* WORK INSTRUCTIONS
Rewrite all of the data below, replacing "even-odd" with "nonzero" wherever it occurs and keeping everything else unchanged.

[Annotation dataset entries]

──────────────────────────────

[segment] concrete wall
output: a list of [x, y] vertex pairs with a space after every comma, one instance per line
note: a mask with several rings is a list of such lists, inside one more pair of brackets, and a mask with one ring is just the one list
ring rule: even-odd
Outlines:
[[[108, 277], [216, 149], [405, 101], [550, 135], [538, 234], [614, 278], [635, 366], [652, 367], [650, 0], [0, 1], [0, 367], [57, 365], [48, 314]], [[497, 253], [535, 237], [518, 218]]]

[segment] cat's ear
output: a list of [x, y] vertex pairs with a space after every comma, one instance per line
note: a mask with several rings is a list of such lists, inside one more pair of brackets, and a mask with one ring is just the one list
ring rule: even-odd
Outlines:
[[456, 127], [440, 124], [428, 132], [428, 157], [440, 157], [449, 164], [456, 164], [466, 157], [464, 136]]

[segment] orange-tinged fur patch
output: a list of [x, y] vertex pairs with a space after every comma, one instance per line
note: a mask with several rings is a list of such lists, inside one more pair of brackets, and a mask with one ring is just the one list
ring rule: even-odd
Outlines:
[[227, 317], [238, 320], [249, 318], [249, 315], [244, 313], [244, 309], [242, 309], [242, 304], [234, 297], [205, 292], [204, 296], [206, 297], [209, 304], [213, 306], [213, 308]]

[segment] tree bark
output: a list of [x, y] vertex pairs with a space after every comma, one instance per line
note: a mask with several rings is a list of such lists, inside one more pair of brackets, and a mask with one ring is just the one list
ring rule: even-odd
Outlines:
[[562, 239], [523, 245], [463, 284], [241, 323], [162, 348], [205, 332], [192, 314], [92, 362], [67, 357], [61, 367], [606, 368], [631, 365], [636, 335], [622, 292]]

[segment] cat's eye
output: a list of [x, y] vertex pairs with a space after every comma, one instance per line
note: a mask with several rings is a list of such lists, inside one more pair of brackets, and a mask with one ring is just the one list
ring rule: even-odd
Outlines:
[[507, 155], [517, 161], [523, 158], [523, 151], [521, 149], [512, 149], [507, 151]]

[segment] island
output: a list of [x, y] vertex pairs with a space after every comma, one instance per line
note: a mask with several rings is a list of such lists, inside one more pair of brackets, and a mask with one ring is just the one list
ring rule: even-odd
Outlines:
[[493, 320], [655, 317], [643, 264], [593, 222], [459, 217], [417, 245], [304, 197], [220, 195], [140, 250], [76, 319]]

──────────────────────────────

* OUTPUT OF THE EXERCISE
[segment] concrete wall
output: a list of [x, y] vertex pairs with a space after every comma, one instance per line
note: a mask with several rings is a list of such lists, inside one more pair of brackets, and a mask with one ring is just the one list
ring rule: nonzero
Outlines:
[[[108, 277], [216, 149], [405, 101], [550, 135], [538, 234], [614, 278], [635, 366], [652, 367], [650, 0], [0, 1], [0, 367], [57, 365], [48, 314]], [[497, 253], [535, 237], [518, 218]]]

[segment] cat's ear
output: a list of [x, y] vertex pairs with a space after every comma, one instance per line
note: a mask with several rings is a list of such lists, inside one more pair of brackets, and a mask with one ring is just the one list
ring rule: nonzero
Outlines:
[[456, 127], [440, 124], [428, 132], [428, 157], [440, 157], [449, 164], [456, 164], [466, 157], [464, 136]]

[segment] orange-tinged fur patch
output: a list of [x, y] vertex pairs with a space after every comma, one instance per line
note: a mask with several rings is a list of such lists, inside one more pair of brackets, and a mask with one ring is just the one list
ring rule: nonzero
Outlines:
[[227, 317], [238, 320], [249, 318], [249, 315], [244, 313], [244, 309], [242, 309], [242, 304], [234, 297], [205, 292], [204, 296], [206, 297], [209, 304], [213, 306], [213, 308]]

[segment] tree bark
output: a list of [x, y] vertex pairs with a space after every comma, one instance per line
note: a mask with several rings is a list of such lists, inside one more pair of brackets, and a mask with one ring is just the one list
ring rule: nonzero
Outlines:
[[562, 239], [523, 245], [463, 284], [241, 323], [162, 348], [205, 332], [192, 314], [92, 362], [67, 357], [61, 367], [606, 368], [631, 365], [636, 335], [622, 292]]

[segment] cat's eye
output: a list of [x, y] vertex pairs with a space after every comma, one instance per line
note: a mask with several rings is a list of such lists, inside one more pair of brackets, and a mask with one ring is just the one list
ring rule: nonzero
Outlines:
[[507, 155], [517, 161], [523, 158], [523, 151], [521, 149], [512, 149], [507, 151]]

[segment] island
output: a list of [x, y] vertex pairs with a space after every comma, one instance per line
note: a mask with several rings is a list of such lists, inside one more pair of brackets, and a mask with one ring is just the one list
ring rule: nonzero
Outlines:
[[493, 320], [655, 317], [643, 264], [593, 222], [459, 217], [417, 245], [304, 197], [220, 195], [140, 250], [76, 319]]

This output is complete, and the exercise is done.